Change "outline" to "trace" everywhere it appears in the items below, and give all the lines again with everything else unchanged.
Start
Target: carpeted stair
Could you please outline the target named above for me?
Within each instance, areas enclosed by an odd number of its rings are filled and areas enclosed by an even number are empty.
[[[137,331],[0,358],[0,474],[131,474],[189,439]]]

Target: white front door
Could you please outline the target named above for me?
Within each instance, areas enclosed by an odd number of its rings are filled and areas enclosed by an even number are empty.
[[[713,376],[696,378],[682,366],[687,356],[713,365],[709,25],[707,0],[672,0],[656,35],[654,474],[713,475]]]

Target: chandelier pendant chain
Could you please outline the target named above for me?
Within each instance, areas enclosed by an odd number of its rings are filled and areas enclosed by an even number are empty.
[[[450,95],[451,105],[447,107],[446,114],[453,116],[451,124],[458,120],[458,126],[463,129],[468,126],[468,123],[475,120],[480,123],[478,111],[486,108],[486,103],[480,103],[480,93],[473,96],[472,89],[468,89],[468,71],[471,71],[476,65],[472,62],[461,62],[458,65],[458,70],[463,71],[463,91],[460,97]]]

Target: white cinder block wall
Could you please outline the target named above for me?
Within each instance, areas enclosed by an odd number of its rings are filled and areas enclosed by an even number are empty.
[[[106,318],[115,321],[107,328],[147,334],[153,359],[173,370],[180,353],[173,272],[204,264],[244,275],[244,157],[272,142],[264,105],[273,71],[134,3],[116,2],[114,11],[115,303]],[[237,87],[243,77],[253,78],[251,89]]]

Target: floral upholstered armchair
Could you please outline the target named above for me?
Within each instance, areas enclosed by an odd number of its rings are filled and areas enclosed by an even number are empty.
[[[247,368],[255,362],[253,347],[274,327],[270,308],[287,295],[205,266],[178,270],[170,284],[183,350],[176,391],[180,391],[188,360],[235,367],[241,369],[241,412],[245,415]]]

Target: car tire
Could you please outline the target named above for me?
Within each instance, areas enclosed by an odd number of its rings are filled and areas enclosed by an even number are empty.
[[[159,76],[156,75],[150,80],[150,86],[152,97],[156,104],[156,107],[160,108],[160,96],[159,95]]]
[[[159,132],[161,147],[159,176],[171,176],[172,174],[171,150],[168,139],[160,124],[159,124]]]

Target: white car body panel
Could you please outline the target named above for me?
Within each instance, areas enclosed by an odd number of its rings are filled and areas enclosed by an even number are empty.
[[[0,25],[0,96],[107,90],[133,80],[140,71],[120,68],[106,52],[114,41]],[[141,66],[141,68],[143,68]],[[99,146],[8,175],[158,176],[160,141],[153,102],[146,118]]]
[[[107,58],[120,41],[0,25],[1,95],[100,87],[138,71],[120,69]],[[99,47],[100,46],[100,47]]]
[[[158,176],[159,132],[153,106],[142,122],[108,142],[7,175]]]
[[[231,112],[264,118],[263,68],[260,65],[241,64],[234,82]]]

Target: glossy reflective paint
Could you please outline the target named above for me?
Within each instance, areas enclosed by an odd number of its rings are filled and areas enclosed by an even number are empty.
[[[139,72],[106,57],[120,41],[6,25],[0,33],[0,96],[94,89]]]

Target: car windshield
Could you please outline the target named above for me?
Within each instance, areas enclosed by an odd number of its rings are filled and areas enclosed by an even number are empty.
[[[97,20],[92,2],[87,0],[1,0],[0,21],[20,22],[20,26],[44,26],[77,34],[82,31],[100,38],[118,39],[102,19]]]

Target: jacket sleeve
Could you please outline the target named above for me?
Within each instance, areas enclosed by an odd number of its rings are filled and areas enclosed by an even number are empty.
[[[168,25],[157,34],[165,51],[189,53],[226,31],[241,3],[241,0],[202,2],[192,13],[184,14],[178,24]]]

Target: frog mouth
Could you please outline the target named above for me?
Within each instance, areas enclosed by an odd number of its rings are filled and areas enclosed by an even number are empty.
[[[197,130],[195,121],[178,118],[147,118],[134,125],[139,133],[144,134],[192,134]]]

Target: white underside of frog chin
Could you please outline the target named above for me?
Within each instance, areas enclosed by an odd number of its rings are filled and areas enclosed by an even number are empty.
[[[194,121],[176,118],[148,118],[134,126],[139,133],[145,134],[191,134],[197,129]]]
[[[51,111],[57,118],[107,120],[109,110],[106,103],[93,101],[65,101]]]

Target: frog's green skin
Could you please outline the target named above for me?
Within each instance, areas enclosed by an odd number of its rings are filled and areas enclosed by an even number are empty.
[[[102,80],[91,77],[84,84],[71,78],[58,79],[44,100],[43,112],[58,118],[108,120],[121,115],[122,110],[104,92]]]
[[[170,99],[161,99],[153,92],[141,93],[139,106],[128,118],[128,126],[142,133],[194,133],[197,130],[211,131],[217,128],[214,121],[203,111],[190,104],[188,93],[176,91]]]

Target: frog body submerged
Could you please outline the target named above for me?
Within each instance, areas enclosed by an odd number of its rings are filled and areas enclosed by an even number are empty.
End
▶ **EXERCISE RESULT**:
Target: carpeted stair
Could you please trace the target named above for me?
Within each instance, areas enclosed by an odd number of its rings are filled and areas enclosed by an even number are empty.
[[[137,331],[0,358],[0,474],[131,474],[189,439]]]

Target: white front door
Could you please trace the target named above for me?
Within each instance, areas enclosed by an odd number of its rings are filled and areas enclosed by an even number are empty.
[[[713,376],[696,378],[682,366],[687,356],[713,365],[709,25],[707,0],[672,0],[656,35],[654,474],[713,475]]]

Target: chandelier pendant chain
Could you please trace the target named above for me?
Within each instance, areas enclosed by an odd number of its rings are filled and areas enclosed by an even number are empty.
[[[450,95],[451,105],[447,107],[446,114],[453,116],[451,124],[458,120],[458,126],[463,129],[468,126],[468,123],[475,120],[480,123],[478,111],[486,108],[486,103],[480,103],[480,93],[473,96],[472,89],[468,89],[468,71],[471,71],[476,65],[472,62],[461,62],[458,65],[458,70],[463,71],[463,91],[460,97]]]

Target: white cinder block wall
Could you please trace the target named above for me?
Within each instance, areas enclosed by an odd number of its rings are filled and areas enclosed by an even number are empty.
[[[106,318],[115,321],[107,328],[147,334],[153,359],[173,370],[180,353],[173,272],[204,264],[244,275],[244,157],[272,142],[264,105],[273,71],[134,3],[116,2],[114,11],[115,303]],[[237,87],[243,77],[253,78],[251,89]]]

Target: floral upholstered armchair
Could you please trace the target named above for me?
Within each instance, areas enclosed by an odd number of its rings are filled and areas enclosed by an even number are empty.
[[[247,368],[255,362],[253,347],[274,327],[270,308],[287,295],[205,266],[178,270],[170,284],[183,350],[176,391],[180,391],[188,360],[235,367],[241,369],[241,412],[245,415]]]

Target: car tire
Could you please trace the target named above for me?
Within each instance, areas enclosed by an odd number of its rings are filled and areas enclosed by an even number are empty.
[[[159,76],[156,75],[150,80],[150,86],[152,97],[156,104],[156,107],[160,108],[160,96],[159,95]]]
[[[159,132],[161,147],[159,176],[171,176],[172,174],[171,150],[168,139],[160,124],[159,124]]]

Target: white car body panel
Could you please trace the target named above for me?
Within each instance, areas enclosed by an odd number of its rings are filled and areas enclosed by an even number are empty.
[[[0,25],[0,96],[107,90],[133,80],[140,71],[120,68],[106,52],[114,41]],[[141,66],[141,68],[143,68]],[[99,146],[8,175],[158,176],[160,141],[153,102],[146,118]]]
[[[107,58],[120,41],[0,25],[1,95],[100,87],[138,71],[120,69]],[[99,47],[100,46],[100,47]]]
[[[158,176],[159,132],[153,106],[142,122],[108,142],[7,175]]]
[[[231,112],[264,118],[263,68],[260,65],[241,64],[234,82]]]

Target: glossy reflective paint
Could you please trace the target named above for me?
Within each instance, areas enclosed by an odd number of its rings are filled and areas enclosed by an even number are empty.
[[[139,72],[106,57],[120,41],[6,25],[0,33],[0,96],[94,89]]]

Target: car windshield
Could you please trace the target named above for me?
Within each instance, areas enclosed by an odd number of its rings are filled and areas enclosed by an even number are empty.
[[[97,20],[92,2],[87,0],[1,0],[0,21],[20,22],[20,26],[44,26],[77,34],[82,31],[100,38],[118,39],[102,19]]]

Target: jacket sleeve
Could you please trace the target named above for me?
Within each instance, areas enclosed by an odd number of its rings are filled and areas enclosed by an even number are empty.
[[[168,25],[157,34],[165,51],[189,53],[226,31],[241,3],[241,0],[202,2],[192,13],[184,14],[178,24]]]

Target: frog mouth
Could you please trace the target named above for me?
Within each instance, areas enclosed by an odd number of its rings are filled and areas enclosed by an even number are empty.
[[[197,130],[195,121],[178,118],[147,118],[134,125],[139,133],[144,134],[192,134]]]

Target: white underside of frog chin
Could you please trace the target named above for me?
Within each instance, areas enclosed by an odd number of its rings are filled and areas enclosed by an even number are empty.
[[[194,121],[176,118],[148,118],[134,126],[139,133],[145,134],[191,134],[197,129]]]
[[[51,111],[57,118],[107,120],[109,110],[106,103],[93,101],[65,101]]]

Target: frog's green skin
Could you please trace the target named above for me?
Within each instance, areas enclosed by an odd number of its rings are filled and areas enclosed by an even number are empty.
[[[102,80],[91,77],[84,84],[71,78],[58,79],[44,100],[43,112],[58,118],[108,120],[121,115],[122,110],[104,92]]]
[[[170,99],[161,99],[153,92],[141,93],[139,106],[128,118],[128,126],[142,133],[194,133],[197,130],[211,131],[217,128],[214,121],[203,111],[190,104],[188,93],[176,91]]]

Target: frog body submerged
Could you please trace the target named above for me?
Within each instance, areas enclosed by an odd number of its rings are filled and areas enclosed by an even number are empty.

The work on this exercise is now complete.